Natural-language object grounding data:
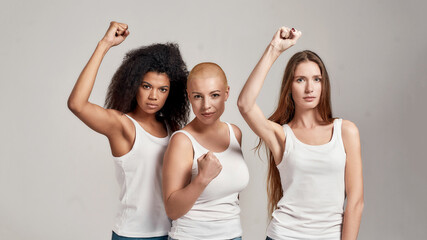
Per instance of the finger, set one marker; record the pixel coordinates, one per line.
(296, 36)
(123, 25)
(201, 157)
(126, 33)
(284, 32)
(120, 31)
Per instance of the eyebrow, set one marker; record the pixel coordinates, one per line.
(152, 85)
(318, 76)
(209, 93)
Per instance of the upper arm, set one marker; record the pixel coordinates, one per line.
(177, 164)
(237, 133)
(270, 132)
(353, 169)
(108, 122)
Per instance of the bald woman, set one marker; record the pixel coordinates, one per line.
(204, 169)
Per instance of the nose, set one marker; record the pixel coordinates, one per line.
(206, 104)
(153, 95)
(309, 87)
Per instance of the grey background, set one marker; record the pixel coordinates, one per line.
(56, 175)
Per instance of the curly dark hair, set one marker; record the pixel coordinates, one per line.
(161, 58)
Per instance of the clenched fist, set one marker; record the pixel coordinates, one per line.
(209, 167)
(116, 34)
(285, 38)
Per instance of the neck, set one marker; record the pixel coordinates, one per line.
(306, 118)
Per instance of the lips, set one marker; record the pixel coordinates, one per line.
(152, 106)
(208, 114)
(309, 99)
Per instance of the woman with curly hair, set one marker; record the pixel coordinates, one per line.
(146, 101)
(314, 158)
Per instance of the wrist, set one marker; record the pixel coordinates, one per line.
(273, 50)
(103, 45)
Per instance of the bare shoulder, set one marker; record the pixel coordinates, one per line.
(349, 129)
(278, 131)
(180, 141)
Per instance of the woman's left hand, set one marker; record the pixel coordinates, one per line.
(285, 38)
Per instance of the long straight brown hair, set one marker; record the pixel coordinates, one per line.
(285, 112)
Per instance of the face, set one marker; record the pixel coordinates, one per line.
(153, 92)
(207, 96)
(307, 85)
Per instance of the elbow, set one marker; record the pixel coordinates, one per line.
(171, 214)
(74, 106)
(356, 207)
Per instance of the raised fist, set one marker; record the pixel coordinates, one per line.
(116, 34)
(209, 166)
(285, 38)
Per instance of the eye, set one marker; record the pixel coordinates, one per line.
(146, 86)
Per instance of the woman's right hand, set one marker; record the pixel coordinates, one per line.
(116, 34)
(285, 38)
(209, 167)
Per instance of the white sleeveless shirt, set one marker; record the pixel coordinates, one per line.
(216, 213)
(312, 178)
(141, 211)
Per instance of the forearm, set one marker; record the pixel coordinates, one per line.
(83, 87)
(253, 85)
(351, 221)
(181, 201)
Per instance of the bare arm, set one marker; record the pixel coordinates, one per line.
(104, 121)
(353, 181)
(179, 191)
(271, 133)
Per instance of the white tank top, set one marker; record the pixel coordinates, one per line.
(216, 213)
(141, 211)
(313, 186)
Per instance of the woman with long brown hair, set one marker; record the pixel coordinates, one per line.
(314, 158)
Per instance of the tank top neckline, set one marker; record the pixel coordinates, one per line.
(230, 130)
(334, 133)
(156, 139)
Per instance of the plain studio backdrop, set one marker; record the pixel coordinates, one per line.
(57, 176)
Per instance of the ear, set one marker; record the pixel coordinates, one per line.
(227, 92)
(188, 94)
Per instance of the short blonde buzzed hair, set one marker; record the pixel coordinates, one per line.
(205, 70)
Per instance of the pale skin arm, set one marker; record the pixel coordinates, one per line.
(179, 192)
(353, 181)
(270, 132)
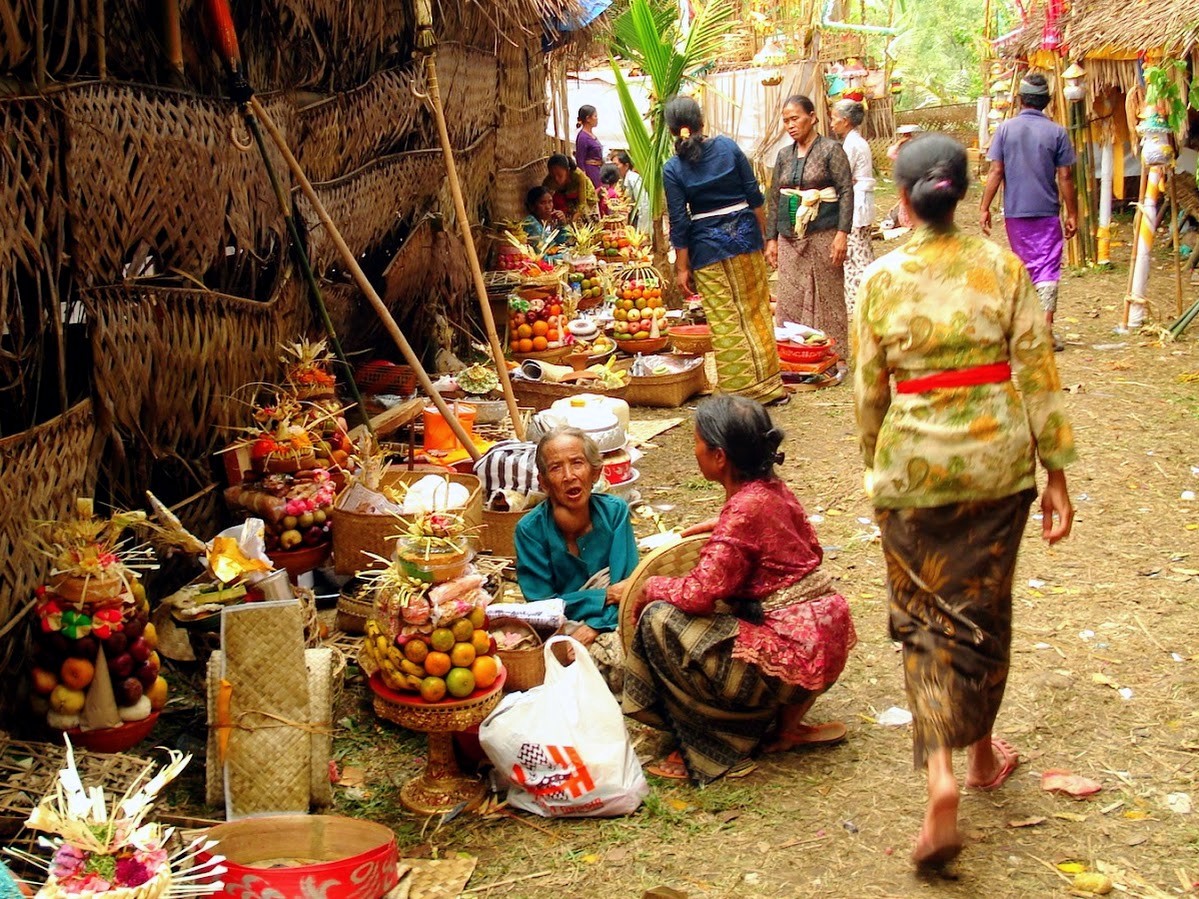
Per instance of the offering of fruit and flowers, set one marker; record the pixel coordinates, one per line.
(113, 851)
(429, 639)
(95, 661)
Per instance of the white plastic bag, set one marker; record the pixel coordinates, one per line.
(561, 748)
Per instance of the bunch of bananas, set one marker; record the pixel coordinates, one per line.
(397, 673)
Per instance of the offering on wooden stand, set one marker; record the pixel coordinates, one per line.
(96, 673)
(114, 852)
(432, 662)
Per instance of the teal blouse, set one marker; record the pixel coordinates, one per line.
(547, 568)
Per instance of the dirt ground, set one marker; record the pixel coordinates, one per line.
(1104, 679)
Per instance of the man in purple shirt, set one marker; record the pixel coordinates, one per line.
(1031, 157)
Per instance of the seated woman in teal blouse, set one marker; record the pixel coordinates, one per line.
(577, 545)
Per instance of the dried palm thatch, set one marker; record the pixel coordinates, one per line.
(1091, 28)
(168, 366)
(349, 130)
(41, 472)
(155, 179)
(31, 253)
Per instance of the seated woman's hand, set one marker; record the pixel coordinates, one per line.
(615, 592)
(700, 528)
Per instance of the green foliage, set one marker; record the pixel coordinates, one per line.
(649, 35)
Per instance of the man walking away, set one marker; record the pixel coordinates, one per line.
(1031, 157)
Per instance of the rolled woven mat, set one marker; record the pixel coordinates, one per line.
(320, 664)
(269, 756)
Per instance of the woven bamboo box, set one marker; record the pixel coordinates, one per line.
(355, 535)
(666, 391)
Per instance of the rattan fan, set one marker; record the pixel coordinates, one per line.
(673, 561)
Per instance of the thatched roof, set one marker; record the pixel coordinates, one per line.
(1094, 28)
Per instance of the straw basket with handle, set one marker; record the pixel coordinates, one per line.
(673, 561)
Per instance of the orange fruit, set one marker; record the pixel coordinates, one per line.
(486, 670)
(438, 664)
(157, 694)
(416, 651)
(462, 655)
(433, 689)
(461, 682)
(77, 673)
(482, 643)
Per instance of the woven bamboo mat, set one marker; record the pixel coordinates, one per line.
(433, 879)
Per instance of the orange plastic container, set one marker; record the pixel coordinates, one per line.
(438, 433)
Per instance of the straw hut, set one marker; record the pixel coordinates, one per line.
(144, 260)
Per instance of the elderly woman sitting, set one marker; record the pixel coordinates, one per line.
(757, 632)
(578, 545)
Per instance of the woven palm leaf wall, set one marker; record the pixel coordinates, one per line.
(144, 265)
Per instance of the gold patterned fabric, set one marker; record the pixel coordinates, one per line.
(736, 302)
(949, 301)
(950, 575)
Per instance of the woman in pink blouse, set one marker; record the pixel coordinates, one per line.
(747, 641)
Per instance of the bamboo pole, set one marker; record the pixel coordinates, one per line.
(1132, 243)
(361, 279)
(1175, 223)
(459, 205)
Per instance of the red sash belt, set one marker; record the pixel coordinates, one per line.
(992, 373)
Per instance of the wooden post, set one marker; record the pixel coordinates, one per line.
(476, 270)
(361, 279)
(1175, 223)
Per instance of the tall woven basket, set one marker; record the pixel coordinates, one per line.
(673, 561)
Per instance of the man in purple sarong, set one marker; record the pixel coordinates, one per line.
(1031, 157)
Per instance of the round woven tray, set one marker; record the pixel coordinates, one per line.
(673, 561)
(449, 716)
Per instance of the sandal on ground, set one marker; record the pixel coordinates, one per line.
(1008, 759)
(826, 734)
(742, 768)
(932, 860)
(672, 767)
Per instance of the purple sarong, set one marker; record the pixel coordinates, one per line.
(1038, 242)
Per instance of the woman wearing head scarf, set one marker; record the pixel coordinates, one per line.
(847, 118)
(951, 453)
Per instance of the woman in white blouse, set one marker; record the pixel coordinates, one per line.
(847, 116)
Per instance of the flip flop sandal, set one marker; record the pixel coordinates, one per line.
(672, 767)
(742, 768)
(1008, 758)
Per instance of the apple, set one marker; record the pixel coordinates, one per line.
(121, 665)
(139, 650)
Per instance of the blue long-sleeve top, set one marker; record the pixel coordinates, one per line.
(722, 178)
(547, 568)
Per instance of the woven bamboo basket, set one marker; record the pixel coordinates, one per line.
(667, 391)
(355, 535)
(673, 561)
(542, 394)
(499, 532)
(525, 668)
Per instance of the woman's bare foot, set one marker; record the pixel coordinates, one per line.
(939, 842)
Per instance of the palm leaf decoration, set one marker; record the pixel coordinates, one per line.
(649, 35)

▶ _WHAT THE TASK REQUIRES_: The output is the data above, repeated exactly, with pictures omitted.

▶ _EXERCISE SOLUTION_:
Per instance of the finger, set one marker; record the pixel coordinates, one per line.
(296, 36)
(123, 25)
(201, 157)
(126, 33)
(284, 32)
(120, 31)
Per instance of the eyebrow, set one marker; record the pixel coordinates, one per line.
(152, 85)
(318, 76)
(209, 93)
Per instance of the upper arm, set one marker; record the pixel coordinates, one per line.
(177, 164)
(237, 133)
(270, 132)
(353, 169)
(108, 122)
Per instance of the bald woman, set one marker; record the pixel coordinates, one per line.
(204, 169)
Per instance of the nose, set one marker; record the pixel coordinates, one per line.
(206, 104)
(153, 95)
(309, 87)
Per instance of the grey background, set one marker; record the pixel coordinates, one per line.
(56, 175)
Per instance of the curly dark hair, set one marker; record the pixel coordinates, one per line.
(161, 58)
Per instance of the clenched fist, set one marker; record the pixel coordinates, one per line.
(209, 167)
(116, 34)
(285, 38)
Per instance of the neck, set one marker; record the pixel coordinates, one per line.
(306, 118)
Per instance of the lips, set one marker; record the pixel coordinates, one per line.
(152, 106)
(208, 114)
(309, 99)
Per instance of the woman with curly hair, set one marker; record the pixel coordinates, one per line.
(146, 101)
(314, 158)
Per instance of the wrist, set one marker; record the pixel coordinates, one per line.
(273, 50)
(103, 45)
Per instance of the bare shoulder, set one marker; record the pixel coordinates, one per line.
(349, 129)
(278, 131)
(180, 141)
Per instance of the woman's left hand, set one marker; record the pixel coordinates, one per line.
(285, 38)
Per instance of the long straight brown hair, set one marker; record the pixel coordinates, one per line.
(285, 112)
Per instance of the face, set one marker; record the pixel coordinates, one per line.
(153, 92)
(207, 96)
(307, 85)
Per instance of the elbow, set one marker; record the pixel coordinates, one per line.
(171, 214)
(74, 106)
(356, 207)
Per instance of the raised fist, set one marker; record the pixel coordinates, one per line.
(116, 34)
(209, 166)
(285, 38)
Per instance of the eye, set one marker; record the pixel coordinates, one per line.
(146, 86)
Per instance of the woman's right hand, set one marker; record the pixel coordinates, one per line.
(116, 34)
(285, 38)
(209, 167)
Per instance of the white sleeveless shirt, set one marker; record the pixel coordinates, one per line.
(216, 213)
(312, 178)
(141, 211)
Per instance of the forearm, set one marker; record the pixel coordinates, one per line.
(83, 87)
(253, 85)
(351, 221)
(181, 201)
Per instance of the bare arm, set one marker; record the pixel coordinates, one per line.
(104, 121)
(353, 181)
(179, 191)
(271, 133)
Per instance of the white tank top, set one marker; record the pixel coordinates, one per line.
(216, 213)
(141, 211)
(313, 186)
Per instance of the woman with long brown hair, set one marker; record the pixel coordinates, one per line.
(314, 158)
Per instance of the tank top neckline, set one marker; record the pixel coordinates, one per line.
(230, 130)
(334, 133)
(156, 139)
Per instance of the plain studio backdrop, set one marker; record the pixel coordinates, one per line.
(57, 176)
Per instance of the ear, set one marker; record the pixel coordinates, one per line.
(227, 92)
(188, 94)
Per instance of the short blonde buzzed hair, set one marker; record the pixel coordinates, one per line.
(205, 70)
Per instance of the pale skin arm, set one marker; record the pixel coordinates, one per line.
(179, 192)
(353, 181)
(270, 132)
Per instance of the offering of fruit and flowers, set one marker; record the pixel coordinates, one per line.
(113, 851)
(429, 639)
(95, 661)
Per instance of the white plastic bag, set one marker; record the pixel coordinates, one per line.
(561, 748)
Per instance of the bunch of bananas, set one marker; record the pixel coordinates, one per line.
(397, 673)
Per instance of the offering on wooden stand, set one marker; record the pixel coordinates, one per line.
(96, 673)
(114, 852)
(432, 662)
Per instance of the teal blouse, set one marker; record the pixel coordinates, one per line.
(547, 568)
Per instance of the dirt ground, set one marker; record the pixel coordinates, one per line.
(1104, 679)
Per instance of the man in purple shirt, set one marker; record the pixel coordinates, one per line.
(1031, 157)
Per instance of the seated woman in teal blouse, set one marker; record the pixel coordinates, one per line.
(577, 545)
Per instance of the dried palm thatch, set one marker; record the pixel coordinates, one per line.
(1091, 28)
(168, 366)
(349, 130)
(41, 472)
(155, 179)
(31, 253)
Per instance of the seated woman's hand, set one marker; record the pixel coordinates, one per line.
(615, 592)
(700, 528)
Per instance of the green foliage, set one marker; record the pixel coordinates, one per line.
(649, 35)
Per instance of the man walking away, set one marker; record the pixel coordinates, one per line.
(1031, 157)
Per instance of the rolled woven mat, set one marker; record the pixel coordinates, one per line.
(320, 664)
(269, 756)
Per instance of the woven bamboo box, set one marker; record the pixel coordinates, one per line.
(355, 535)
(666, 391)
Per instance of the rattan fan, set one marker; record the pixel coordinates, one per line.
(673, 561)
Per instance of the thatched roof, set one marker; record the pixel coordinates, one per line.
(1094, 28)
Per instance of the straw basket with handle, set one marker; record the pixel coordinates, one per line.
(673, 561)
Per instance of the orange fruit, set one marker; record the pixel coordinates, one per line.
(486, 670)
(438, 664)
(157, 694)
(416, 651)
(462, 655)
(433, 689)
(461, 682)
(77, 673)
(482, 643)
Per instance of the woven bamboo mat, set one marker; record the pixel coordinates, one per line.
(433, 879)
Per instance of the orange plastic container, set one marker; record the pixel coordinates, one per line.
(438, 433)
Per instance of the straw hut, set one marker; record the pixel coordinates, one per line.
(144, 260)
Per instance of the elderly woman sitting, set one marker; record the pixel coordinates, one per line.
(757, 632)
(578, 545)
Per instance of the woven palm leaf wall, set one marker; record the pixel coordinates, one per line.
(144, 265)
Per instance of the gold patterned fabric, set one marker; record the pixel coordinates, one per line.
(736, 302)
(949, 301)
(950, 575)
Per instance of the woman in pink blouse, set one marker; record the pixel coordinates, one per line.
(747, 641)
Per instance of the bamboo pole, set one marker; record the pixel coordinates, one per line.
(1132, 243)
(361, 279)
(1175, 223)
(459, 205)
Per instance of the red sash belt, set one marker; record the pixel coordinates, one per line.
(992, 373)
Per instance of the wooden post, set one marker; record the pixel coordinates, one per line.
(476, 270)
(361, 279)
(1175, 223)
Per instance of the tall woven basket, set one marker; record the pixel coordinates, one per line.
(673, 561)
Per instance of the man in purple sarong, set one marker; record the pixel coordinates, one per line.
(1031, 157)
Per instance of the round woven tray, set one marker; record the pixel coordinates, one per line.
(673, 561)
(449, 716)
Per instance of the sandal on ground, set one marker; record the pixel coordinates, one per line.
(1008, 759)
(826, 734)
(742, 768)
(932, 860)
(672, 767)
Per instance of the purple sarong, set one marker; record the pixel coordinates, one per line.
(1038, 242)
Per instance of the woman wearing head scarf, set one marker; record the pixel coordinates, one per line.
(847, 118)
(951, 453)
Per instance of the woman in white blouse, set one marker; record the pixel coordinates, one per line.
(847, 116)
Per instance of the flip flop sandal, set one marker; record the pixel coordinates, one per line.
(672, 767)
(742, 768)
(1008, 758)
Per instance of the apple, set one marker; record the pixel coordinates, one per line.
(121, 665)
(139, 650)
Per instance of the blue long-sleeve top, set one marker; record the pixel coordinates, one per line.
(722, 178)
(547, 568)
Per instance of the woven bamboo basket, set one marker; record the pixel coordinates, one per line.
(667, 391)
(355, 535)
(673, 561)
(542, 394)
(499, 532)
(525, 668)
Per instance of the woman's bare foot, set one marker; record the pixel coordinates, one per line.
(939, 842)
Per instance of the palm leaf decoration, set one marker; record the pixel coordinates, one per line.
(649, 35)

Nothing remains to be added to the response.